Photo-based referring expression data:
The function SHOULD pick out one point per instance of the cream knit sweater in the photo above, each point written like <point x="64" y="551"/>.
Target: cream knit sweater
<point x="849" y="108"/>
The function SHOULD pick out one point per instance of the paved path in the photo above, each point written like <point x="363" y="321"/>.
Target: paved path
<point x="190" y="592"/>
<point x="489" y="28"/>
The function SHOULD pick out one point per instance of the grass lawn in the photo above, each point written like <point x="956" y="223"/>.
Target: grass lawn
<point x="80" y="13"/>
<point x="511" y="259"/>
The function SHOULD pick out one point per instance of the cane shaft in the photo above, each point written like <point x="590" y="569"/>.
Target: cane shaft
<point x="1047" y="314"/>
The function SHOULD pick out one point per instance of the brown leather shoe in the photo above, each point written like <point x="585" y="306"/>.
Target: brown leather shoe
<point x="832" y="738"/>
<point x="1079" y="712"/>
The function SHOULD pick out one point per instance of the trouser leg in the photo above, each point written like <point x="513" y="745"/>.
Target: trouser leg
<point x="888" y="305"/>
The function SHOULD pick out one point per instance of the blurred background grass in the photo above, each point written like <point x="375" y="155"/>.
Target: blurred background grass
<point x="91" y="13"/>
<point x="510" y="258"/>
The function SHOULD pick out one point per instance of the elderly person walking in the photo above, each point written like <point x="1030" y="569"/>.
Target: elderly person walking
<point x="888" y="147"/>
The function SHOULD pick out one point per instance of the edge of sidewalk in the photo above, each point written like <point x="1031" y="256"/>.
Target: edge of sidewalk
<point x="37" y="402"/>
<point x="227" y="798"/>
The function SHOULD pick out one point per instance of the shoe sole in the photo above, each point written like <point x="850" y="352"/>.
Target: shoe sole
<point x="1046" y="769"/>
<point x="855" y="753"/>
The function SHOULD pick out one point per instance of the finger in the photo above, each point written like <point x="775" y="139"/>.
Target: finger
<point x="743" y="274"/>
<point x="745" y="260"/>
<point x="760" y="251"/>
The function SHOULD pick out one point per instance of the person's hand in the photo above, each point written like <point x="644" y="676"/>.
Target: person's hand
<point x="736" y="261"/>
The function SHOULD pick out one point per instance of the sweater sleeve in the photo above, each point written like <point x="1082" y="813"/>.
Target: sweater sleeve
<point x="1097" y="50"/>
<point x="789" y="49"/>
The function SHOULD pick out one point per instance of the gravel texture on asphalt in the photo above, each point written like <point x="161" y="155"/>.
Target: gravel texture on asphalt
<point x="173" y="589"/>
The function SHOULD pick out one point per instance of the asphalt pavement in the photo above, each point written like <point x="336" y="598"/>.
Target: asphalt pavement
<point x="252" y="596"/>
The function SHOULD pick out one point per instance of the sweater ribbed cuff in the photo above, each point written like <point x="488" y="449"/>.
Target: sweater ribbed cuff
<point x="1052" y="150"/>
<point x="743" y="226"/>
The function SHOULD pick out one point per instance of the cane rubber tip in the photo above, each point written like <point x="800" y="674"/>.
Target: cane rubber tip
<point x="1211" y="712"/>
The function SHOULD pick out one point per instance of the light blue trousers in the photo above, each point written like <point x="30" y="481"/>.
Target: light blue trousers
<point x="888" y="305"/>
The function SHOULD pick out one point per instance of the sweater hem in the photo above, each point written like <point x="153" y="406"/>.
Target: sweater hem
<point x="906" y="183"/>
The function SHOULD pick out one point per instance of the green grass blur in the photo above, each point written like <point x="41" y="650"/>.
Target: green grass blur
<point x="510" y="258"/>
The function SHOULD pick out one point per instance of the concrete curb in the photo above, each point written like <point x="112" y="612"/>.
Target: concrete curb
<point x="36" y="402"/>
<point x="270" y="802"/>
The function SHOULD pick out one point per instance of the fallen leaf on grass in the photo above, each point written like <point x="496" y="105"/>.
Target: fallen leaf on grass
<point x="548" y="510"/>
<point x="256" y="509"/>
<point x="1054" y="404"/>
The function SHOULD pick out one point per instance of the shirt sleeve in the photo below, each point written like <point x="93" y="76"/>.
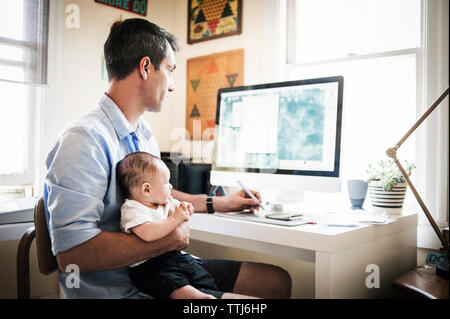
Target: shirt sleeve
<point x="76" y="181"/>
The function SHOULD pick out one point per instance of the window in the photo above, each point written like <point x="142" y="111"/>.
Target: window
<point x="384" y="49"/>
<point x="23" y="68"/>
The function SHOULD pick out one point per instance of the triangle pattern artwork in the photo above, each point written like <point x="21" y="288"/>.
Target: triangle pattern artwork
<point x="231" y="78"/>
<point x="214" y="71"/>
<point x="213" y="18"/>
<point x="194" y="84"/>
<point x="195" y="112"/>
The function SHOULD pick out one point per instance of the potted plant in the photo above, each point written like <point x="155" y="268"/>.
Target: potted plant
<point x="387" y="186"/>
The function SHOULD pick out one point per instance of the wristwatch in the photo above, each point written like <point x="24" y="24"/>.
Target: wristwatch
<point x="209" y="207"/>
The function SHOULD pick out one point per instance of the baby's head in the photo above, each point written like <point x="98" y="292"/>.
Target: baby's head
<point x="144" y="178"/>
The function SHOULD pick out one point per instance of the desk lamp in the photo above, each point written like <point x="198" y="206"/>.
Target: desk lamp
<point x="441" y="266"/>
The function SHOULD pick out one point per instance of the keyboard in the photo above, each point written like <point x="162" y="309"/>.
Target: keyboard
<point x="293" y="221"/>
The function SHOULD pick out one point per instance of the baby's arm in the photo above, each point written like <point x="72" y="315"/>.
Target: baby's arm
<point x="155" y="230"/>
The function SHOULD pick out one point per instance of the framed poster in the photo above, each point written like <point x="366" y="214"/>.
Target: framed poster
<point x="212" y="19"/>
<point x="205" y="76"/>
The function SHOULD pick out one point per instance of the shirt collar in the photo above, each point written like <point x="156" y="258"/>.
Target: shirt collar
<point x="119" y="121"/>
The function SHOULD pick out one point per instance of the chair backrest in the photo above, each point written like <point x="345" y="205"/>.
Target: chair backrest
<point x="47" y="262"/>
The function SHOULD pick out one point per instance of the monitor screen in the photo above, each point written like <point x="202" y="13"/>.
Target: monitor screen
<point x="291" y="128"/>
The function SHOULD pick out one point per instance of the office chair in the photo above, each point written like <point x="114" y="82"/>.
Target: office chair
<point x="46" y="261"/>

Exercise description: Locate "of the office" in the data above. Then repeat, exactly, its line and each line after it through the last, adding nothing.

Exercise response:
The function SHOULD pick out one point per instance of the office chair in the photo above, each point written like <point x="114" y="82"/>.
Target: office chair
<point x="46" y="261"/>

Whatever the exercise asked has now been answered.